◆ Directions
a - Summarize the recipe in two sentences.
b - Copy the recipe word for word from "Instructions" to "18 to 20 min.".

◆ Document
────────────────
White chicken chili

7

PREP TIME

15 min

TOTAL TIME

40 min

Serves

4

White chicken chili

Photo, Erik Putz.

Add this hearty white chicken chili to your weeknight rotation.


Ingredients

  • 3 cups low-sodium chicken broth
  • 500 g skinless, boneless chicken breasts , halved horizontally
  • 2 tsp canola oil
  • 1 onion , finely chopped
  • 2 garlic cloves , minced
  • 1 tbsp Tex-Mex spice blend , such as Clubhouse
  • 1 540-mL can cannellini beans , drained and rinsed
  • 1 1/2 cups frozen corn kernels
  • 1 tbsp finely chopped, pickled jalapenos
  • 1 tbsp pickled jalapeño brine
  • 1/2 cup sour cream
  • 1/2 cup chopped cilantro
  • 1/2 cup shredded Monterey Jack cheese , (optional)

Instructions

  • BOIL broth in a medium saucepan. Reduce heat to medium-low and add chicken breasts. Gently poach, covered, flipping halfway, until cooked through, 18 to 20 min.
────────────────
◆ Supplied material
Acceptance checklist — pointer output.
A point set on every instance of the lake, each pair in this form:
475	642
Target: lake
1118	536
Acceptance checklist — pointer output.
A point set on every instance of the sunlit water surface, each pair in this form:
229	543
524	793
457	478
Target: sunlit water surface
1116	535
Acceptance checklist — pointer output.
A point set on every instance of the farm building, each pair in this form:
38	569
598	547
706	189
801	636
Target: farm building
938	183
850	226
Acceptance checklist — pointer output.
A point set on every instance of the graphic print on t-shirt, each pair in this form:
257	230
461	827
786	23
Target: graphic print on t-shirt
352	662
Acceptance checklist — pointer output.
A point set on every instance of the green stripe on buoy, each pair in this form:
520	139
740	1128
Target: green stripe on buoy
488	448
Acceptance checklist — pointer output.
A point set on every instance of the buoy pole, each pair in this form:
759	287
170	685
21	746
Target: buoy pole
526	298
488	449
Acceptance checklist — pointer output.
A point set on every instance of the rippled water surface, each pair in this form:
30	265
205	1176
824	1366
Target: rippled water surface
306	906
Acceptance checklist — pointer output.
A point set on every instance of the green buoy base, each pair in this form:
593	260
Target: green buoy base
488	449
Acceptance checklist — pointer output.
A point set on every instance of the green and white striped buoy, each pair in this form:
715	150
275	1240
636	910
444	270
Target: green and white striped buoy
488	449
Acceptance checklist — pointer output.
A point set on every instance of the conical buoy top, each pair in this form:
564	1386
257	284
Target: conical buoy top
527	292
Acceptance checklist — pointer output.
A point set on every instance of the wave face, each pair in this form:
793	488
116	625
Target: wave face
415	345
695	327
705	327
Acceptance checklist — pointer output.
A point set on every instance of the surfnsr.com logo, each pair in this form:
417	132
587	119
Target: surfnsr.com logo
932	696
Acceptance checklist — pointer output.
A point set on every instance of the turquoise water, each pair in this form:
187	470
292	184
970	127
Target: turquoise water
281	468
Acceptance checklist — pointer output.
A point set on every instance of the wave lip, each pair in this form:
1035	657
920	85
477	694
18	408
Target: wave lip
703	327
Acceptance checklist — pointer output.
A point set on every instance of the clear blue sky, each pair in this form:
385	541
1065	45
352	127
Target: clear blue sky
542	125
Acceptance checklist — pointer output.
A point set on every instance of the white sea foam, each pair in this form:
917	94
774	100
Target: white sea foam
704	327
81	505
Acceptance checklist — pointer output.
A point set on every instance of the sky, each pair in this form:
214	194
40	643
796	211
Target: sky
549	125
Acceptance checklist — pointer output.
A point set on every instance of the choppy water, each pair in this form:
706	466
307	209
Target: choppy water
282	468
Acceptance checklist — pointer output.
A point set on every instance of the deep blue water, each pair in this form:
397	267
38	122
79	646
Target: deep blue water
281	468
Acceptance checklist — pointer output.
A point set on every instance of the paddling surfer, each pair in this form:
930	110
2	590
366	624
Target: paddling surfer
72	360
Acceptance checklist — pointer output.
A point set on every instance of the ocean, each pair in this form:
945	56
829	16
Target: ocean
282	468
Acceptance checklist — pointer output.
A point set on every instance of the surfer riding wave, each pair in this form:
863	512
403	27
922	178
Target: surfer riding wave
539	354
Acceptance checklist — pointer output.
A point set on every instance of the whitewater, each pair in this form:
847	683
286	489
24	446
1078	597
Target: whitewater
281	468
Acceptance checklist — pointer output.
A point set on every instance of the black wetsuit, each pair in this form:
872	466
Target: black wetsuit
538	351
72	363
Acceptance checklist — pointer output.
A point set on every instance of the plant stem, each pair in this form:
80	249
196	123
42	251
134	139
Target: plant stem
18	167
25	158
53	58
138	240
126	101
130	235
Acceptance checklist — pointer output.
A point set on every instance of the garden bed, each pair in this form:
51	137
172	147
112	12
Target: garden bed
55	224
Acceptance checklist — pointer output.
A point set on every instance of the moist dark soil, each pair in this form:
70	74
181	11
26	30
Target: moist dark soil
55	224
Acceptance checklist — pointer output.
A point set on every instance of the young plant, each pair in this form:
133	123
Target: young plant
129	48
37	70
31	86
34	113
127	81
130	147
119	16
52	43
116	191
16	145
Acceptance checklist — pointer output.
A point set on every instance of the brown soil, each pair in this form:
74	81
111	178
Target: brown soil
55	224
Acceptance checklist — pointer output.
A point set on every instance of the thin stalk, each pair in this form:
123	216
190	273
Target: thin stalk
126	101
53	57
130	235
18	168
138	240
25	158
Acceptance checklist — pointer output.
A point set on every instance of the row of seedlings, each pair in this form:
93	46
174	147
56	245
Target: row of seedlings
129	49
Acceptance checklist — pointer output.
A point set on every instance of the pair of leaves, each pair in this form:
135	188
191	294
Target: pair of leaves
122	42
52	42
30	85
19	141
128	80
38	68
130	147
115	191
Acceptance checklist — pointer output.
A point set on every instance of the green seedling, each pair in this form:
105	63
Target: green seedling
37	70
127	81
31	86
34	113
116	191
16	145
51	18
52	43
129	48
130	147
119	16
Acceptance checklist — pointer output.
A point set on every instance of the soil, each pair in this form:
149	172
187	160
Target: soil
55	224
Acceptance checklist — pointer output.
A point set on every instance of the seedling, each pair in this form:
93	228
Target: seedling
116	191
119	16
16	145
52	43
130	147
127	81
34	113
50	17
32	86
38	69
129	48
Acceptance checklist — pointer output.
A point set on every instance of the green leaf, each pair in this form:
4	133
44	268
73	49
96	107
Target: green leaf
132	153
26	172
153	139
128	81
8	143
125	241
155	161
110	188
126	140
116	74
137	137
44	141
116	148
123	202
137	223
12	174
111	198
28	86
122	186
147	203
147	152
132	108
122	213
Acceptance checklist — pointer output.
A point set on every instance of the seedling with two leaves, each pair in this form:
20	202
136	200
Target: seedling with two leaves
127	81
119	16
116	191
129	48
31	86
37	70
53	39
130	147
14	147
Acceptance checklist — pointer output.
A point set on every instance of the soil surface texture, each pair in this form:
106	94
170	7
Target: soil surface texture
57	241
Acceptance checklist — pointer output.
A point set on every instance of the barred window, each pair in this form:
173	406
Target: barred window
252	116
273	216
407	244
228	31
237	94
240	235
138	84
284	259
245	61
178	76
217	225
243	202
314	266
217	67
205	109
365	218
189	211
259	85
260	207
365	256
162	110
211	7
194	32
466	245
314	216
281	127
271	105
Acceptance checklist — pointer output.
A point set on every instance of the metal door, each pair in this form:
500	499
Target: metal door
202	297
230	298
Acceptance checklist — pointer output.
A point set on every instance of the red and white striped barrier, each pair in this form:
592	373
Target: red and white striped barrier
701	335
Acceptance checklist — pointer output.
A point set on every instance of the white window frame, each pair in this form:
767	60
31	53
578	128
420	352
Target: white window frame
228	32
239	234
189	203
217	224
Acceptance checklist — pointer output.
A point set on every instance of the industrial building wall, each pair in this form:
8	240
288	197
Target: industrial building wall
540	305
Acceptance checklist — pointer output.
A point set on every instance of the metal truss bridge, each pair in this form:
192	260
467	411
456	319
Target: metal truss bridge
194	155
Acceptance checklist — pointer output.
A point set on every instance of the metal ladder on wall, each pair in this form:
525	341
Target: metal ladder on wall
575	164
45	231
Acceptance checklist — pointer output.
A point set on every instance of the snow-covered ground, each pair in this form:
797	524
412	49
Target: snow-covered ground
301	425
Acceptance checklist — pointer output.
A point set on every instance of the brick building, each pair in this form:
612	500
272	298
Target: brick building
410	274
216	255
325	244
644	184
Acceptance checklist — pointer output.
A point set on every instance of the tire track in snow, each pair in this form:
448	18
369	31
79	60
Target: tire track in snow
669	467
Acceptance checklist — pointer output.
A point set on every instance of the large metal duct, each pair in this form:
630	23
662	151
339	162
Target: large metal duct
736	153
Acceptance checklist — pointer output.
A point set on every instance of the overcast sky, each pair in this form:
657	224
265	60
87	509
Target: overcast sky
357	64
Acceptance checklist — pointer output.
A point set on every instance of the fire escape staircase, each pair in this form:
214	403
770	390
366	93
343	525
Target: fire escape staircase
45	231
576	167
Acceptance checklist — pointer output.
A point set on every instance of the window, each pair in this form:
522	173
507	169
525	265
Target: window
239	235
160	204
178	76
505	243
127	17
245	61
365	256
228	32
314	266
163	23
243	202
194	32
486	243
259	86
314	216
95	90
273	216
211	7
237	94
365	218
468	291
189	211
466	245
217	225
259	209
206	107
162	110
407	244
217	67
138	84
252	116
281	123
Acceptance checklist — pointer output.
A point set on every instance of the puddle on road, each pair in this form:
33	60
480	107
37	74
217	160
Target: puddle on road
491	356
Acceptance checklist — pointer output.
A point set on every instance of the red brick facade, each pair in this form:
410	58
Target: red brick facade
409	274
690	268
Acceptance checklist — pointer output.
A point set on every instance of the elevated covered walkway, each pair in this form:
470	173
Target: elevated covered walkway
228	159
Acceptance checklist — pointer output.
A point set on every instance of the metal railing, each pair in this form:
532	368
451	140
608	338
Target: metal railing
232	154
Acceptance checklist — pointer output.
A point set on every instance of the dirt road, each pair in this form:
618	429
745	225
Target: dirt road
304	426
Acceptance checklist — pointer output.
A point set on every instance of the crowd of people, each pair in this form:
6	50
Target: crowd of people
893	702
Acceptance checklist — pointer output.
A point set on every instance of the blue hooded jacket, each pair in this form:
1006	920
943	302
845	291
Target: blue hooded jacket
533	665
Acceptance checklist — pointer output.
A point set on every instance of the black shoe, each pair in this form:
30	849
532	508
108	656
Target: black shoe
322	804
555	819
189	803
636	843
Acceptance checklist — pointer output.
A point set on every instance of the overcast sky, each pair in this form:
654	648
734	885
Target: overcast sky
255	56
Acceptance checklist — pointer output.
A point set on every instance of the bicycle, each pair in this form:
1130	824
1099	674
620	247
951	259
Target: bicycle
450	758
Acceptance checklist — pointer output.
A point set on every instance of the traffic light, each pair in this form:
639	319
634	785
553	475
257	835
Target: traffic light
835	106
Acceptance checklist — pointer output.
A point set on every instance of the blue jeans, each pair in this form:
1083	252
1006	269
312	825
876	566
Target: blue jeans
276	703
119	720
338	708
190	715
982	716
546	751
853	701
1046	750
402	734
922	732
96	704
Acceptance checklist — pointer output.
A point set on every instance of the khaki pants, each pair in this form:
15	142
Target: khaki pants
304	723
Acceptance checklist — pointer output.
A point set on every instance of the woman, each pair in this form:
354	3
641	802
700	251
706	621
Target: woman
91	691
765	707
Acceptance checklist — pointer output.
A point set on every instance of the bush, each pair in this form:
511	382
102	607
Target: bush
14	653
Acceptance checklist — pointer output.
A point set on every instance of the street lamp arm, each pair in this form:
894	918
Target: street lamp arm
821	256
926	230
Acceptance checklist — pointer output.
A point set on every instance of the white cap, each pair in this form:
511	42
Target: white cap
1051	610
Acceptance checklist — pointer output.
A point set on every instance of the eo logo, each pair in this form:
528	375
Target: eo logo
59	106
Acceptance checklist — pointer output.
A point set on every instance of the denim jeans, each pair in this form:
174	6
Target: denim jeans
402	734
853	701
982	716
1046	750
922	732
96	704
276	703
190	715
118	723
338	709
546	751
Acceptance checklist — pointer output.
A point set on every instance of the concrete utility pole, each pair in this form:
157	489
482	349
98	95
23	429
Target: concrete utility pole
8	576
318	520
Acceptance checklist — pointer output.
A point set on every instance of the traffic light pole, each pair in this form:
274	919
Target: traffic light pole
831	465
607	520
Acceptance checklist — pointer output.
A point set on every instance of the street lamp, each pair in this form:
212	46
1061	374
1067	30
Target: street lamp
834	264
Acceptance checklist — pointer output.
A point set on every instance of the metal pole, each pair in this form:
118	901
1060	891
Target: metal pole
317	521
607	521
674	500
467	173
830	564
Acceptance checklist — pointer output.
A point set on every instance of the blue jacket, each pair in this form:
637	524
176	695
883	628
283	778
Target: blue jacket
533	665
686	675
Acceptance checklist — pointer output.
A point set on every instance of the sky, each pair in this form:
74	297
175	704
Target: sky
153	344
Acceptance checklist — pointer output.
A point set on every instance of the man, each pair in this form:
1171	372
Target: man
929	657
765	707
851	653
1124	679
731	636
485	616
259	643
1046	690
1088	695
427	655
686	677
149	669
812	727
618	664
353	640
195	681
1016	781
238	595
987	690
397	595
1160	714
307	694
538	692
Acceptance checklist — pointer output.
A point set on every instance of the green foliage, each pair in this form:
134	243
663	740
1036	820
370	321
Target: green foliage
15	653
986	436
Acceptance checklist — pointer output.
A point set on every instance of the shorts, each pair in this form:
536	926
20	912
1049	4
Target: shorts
────────────────
◆ Responses per task
a - This white chicken chili serves 4, needs 15 minutes of prep and 40 minutes in total, and calls for low-sodium chicken broth, chicken breasts, cannellini beans, frozen corn, pickled jalapeños and their brine, sour cream and cilantro, with Monterey Jack cheese optional. The first step is to boil the broth in a medium saucepan, reduce the heat to medium-low, and gently poach the chicken breasts, covered and flipped halfway, until cooked through, 18 to 20 minutes.

b -
Instructions

  • BOIL broth in a medium saucepan. Reduce heat to medium-low and add chicken breasts. Gently poach, covered, flipping halfway, until cooked through, 18 to 20 min.